Information shown:
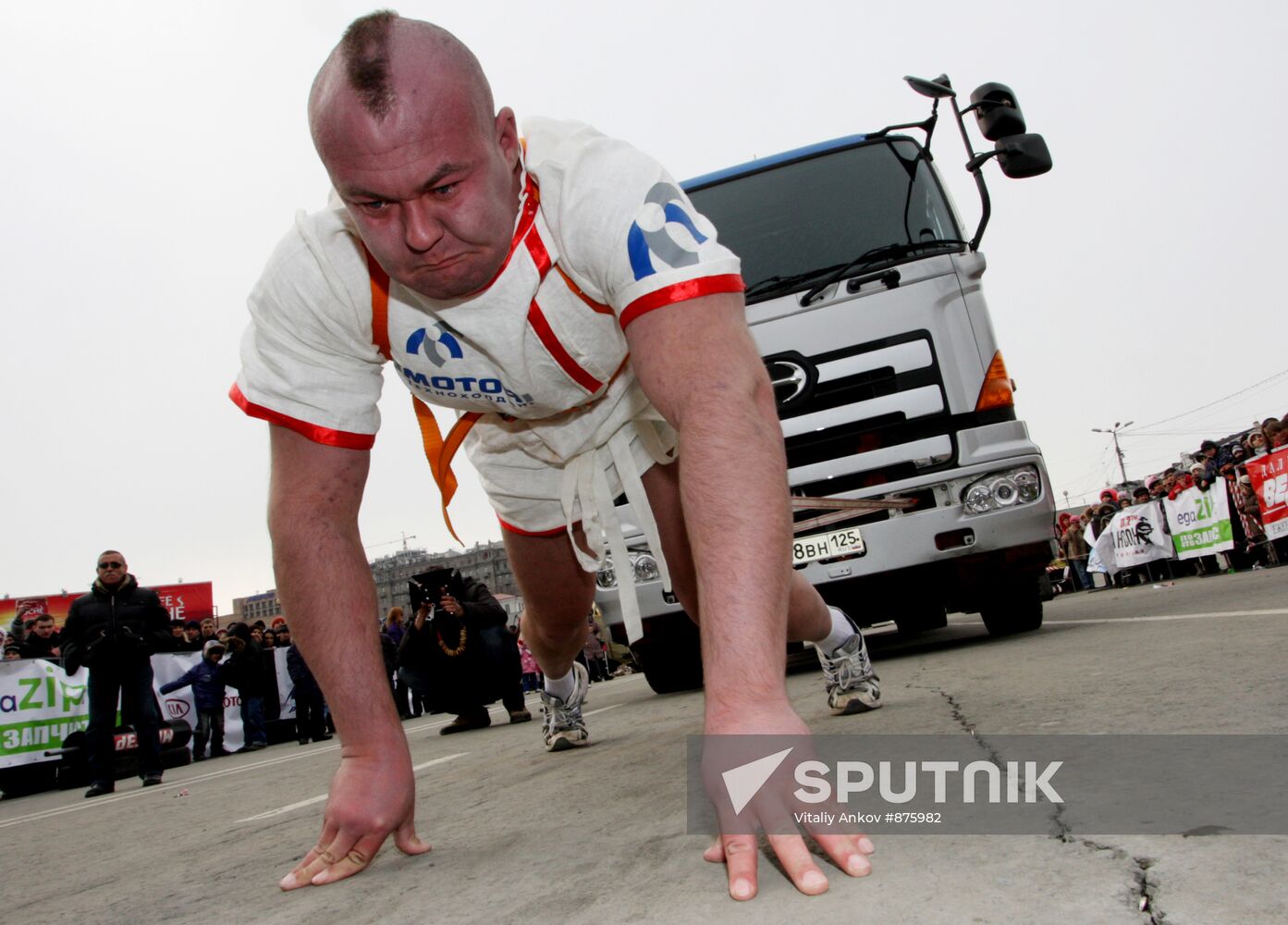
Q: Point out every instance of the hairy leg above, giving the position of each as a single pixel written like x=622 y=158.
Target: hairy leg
x=557 y=596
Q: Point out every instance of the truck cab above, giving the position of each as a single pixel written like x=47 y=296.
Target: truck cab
x=917 y=489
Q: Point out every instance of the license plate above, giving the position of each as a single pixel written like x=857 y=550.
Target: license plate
x=828 y=545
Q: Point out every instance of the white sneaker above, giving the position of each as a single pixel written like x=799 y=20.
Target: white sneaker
x=563 y=725
x=852 y=684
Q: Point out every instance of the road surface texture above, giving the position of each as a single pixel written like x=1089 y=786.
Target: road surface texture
x=598 y=835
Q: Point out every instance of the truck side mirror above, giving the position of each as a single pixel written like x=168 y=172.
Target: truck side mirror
x=939 y=88
x=996 y=111
x=1023 y=156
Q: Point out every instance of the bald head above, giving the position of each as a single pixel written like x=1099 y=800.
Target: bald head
x=386 y=66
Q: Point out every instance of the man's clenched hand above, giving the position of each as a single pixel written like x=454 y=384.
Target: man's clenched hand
x=371 y=796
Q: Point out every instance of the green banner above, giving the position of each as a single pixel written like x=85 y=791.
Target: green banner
x=38 y=734
x=1206 y=538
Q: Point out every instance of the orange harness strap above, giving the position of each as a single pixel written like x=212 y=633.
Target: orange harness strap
x=438 y=451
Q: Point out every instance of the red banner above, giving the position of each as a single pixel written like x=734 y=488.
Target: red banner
x=190 y=600
x=1270 y=481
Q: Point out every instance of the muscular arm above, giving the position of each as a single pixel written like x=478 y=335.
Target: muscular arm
x=700 y=366
x=326 y=591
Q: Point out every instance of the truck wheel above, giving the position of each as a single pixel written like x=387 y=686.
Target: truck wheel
x=1016 y=610
x=670 y=653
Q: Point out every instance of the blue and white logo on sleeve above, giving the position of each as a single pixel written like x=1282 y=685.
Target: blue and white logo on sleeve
x=653 y=233
x=446 y=340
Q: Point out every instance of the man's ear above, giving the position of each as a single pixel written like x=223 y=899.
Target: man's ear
x=507 y=133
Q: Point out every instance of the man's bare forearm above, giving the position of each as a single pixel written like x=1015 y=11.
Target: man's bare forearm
x=734 y=492
x=701 y=369
x=326 y=589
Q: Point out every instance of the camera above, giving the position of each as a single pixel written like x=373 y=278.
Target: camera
x=428 y=587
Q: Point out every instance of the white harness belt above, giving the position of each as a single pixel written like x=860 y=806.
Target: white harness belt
x=585 y=482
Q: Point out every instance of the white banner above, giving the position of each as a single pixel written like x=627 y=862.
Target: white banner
x=1137 y=536
x=1097 y=549
x=39 y=708
x=169 y=666
x=1200 y=521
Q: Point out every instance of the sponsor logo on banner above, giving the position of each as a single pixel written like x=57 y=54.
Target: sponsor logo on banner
x=1200 y=521
x=179 y=705
x=1134 y=537
x=1269 y=477
x=190 y=600
x=40 y=706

Exercise brief: Could you copy every item above line for line, leaving out the picture?

Answer below:
Q: Point out every instance of the hairy leg above, giving the position of each as a single pixel written like x=622 y=158.
Target: hairy leg
x=557 y=596
Q: Point out every instance of the truck cab above, giving the position of each as a single pixel written like x=47 y=296.
Target: truck cab
x=917 y=489
Q: Point out every instance of the license plate above, giving the position of each as a single pixel written like x=857 y=550.
Target: license plate
x=828 y=545
Q: Point out every instance of the white sneaker above, giving the position of each as a single pixel written like x=799 y=20.
Target: white sneaker
x=563 y=725
x=852 y=684
Q: Point out every instance of the road surface texture above, giving the position of each as a single pixel written like x=1089 y=786.
Target: road surface texture
x=598 y=835
Q: Point out every instance of the truck side mirror above, giving the position of each as a single pixel written like x=168 y=172.
Target: truck side mirror
x=939 y=88
x=996 y=111
x=1023 y=156
Q: Point out every instance of the bald head above, giving the position of each as a single pixel written like x=1099 y=800.
Target: bald head
x=386 y=66
Q: Point out every instance of the man's clenched hand above, giving the position of each as a single pixel written like x=454 y=384.
Target: man's clenched hand
x=371 y=796
Q: Point out every instance of the green banner above, giving the position of each as a single pixel written like x=85 y=791.
Target: green banner
x=38 y=734
x=1206 y=538
Q: Point out every instance of the orange harness strap above, giving the position of each as a single pixel written like x=212 y=633.
Target: orange harness strap
x=438 y=451
Q: Point out every instance of the red banner above, giving the position of each as a single pixel written like x=734 y=488.
Target: red banner
x=190 y=600
x=1270 y=481
Q: Point out every instance of the muscular arm above, giving the position of each as a single pixel written like x=478 y=335.
Target: muscular arm
x=700 y=366
x=326 y=591
Q: Point out every instance of the truck wheel above, giving the position of each as a single pixel written like x=387 y=686.
Target: truck wheel
x=1016 y=610
x=670 y=653
Q: Point out every instance of the blue and white logo on sleeve above, giving the position of each as a single pixel written like x=1282 y=685.
Target: blue and white logo on sleeve
x=653 y=233
x=446 y=340
Q: Point out every instance of the man's ear above, giving the position of each as a single pixel written like x=223 y=899.
Target: man's ear
x=507 y=133
Q: Point out every instance of the man's bare forearm above, giving the position of each as a single pixel written like x=1015 y=11.
Target: man's bare forearm
x=734 y=492
x=701 y=369
x=326 y=589
Q: Point out every instance of the camera above, giving the position of each as a single pixel written like x=373 y=278.
Target: camera
x=428 y=587
Q: Point out every instance of the white harness belt above, giving the position of each as a single pixel written like x=860 y=806.
Target: white harness belt
x=585 y=482
Q: Point out every instance of the white banner above, giving the position of each as a single pixel written like x=627 y=862.
Target: white banner
x=1137 y=536
x=1097 y=549
x=39 y=708
x=169 y=666
x=1200 y=521
Q: Point out every instance of the sponsor logo on banner above, giving the position of each as a single pixel written like x=57 y=54.
Target: sponsor logo on banner
x=1200 y=521
x=179 y=705
x=1134 y=537
x=1269 y=477
x=190 y=600
x=40 y=706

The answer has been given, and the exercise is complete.